_GOAL:_ Please lay out every line of the records below as a numbered list, skipping any blank lines. Leave the pictures out of your list.

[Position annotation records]
○ ○ ○ ○

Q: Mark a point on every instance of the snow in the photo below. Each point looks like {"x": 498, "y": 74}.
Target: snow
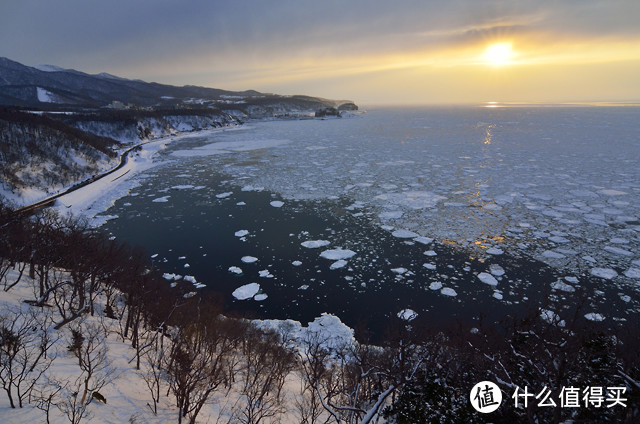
{"x": 246, "y": 292}
{"x": 448, "y": 291}
{"x": 249, "y": 259}
{"x": 235, "y": 270}
{"x": 606, "y": 273}
{"x": 436, "y": 285}
{"x": 337, "y": 254}
{"x": 487, "y": 279}
{"x": 592, "y": 316}
{"x": 226, "y": 147}
{"x": 404, "y": 234}
{"x": 338, "y": 264}
{"x": 496, "y": 270}
{"x": 407, "y": 315}
{"x": 314, "y": 244}
{"x": 562, "y": 286}
{"x": 633, "y": 273}
{"x": 424, "y": 240}
{"x": 45, "y": 96}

○ ○ ○ ○

_RESULT OF THE TASK:_
1. Q: Mark a point on every instance of the snow in the photo below. Each point looks like {"x": 498, "y": 74}.
2. Target: snow
3. {"x": 246, "y": 292}
4. {"x": 448, "y": 291}
5. {"x": 249, "y": 259}
6. {"x": 235, "y": 270}
7. {"x": 606, "y": 273}
8. {"x": 436, "y": 285}
9. {"x": 337, "y": 254}
10. {"x": 487, "y": 279}
11. {"x": 592, "y": 316}
12. {"x": 226, "y": 147}
13. {"x": 404, "y": 234}
14. {"x": 338, "y": 264}
15. {"x": 496, "y": 270}
16. {"x": 407, "y": 315}
17. {"x": 314, "y": 244}
18. {"x": 562, "y": 286}
19. {"x": 633, "y": 273}
20. {"x": 424, "y": 240}
21. {"x": 45, "y": 96}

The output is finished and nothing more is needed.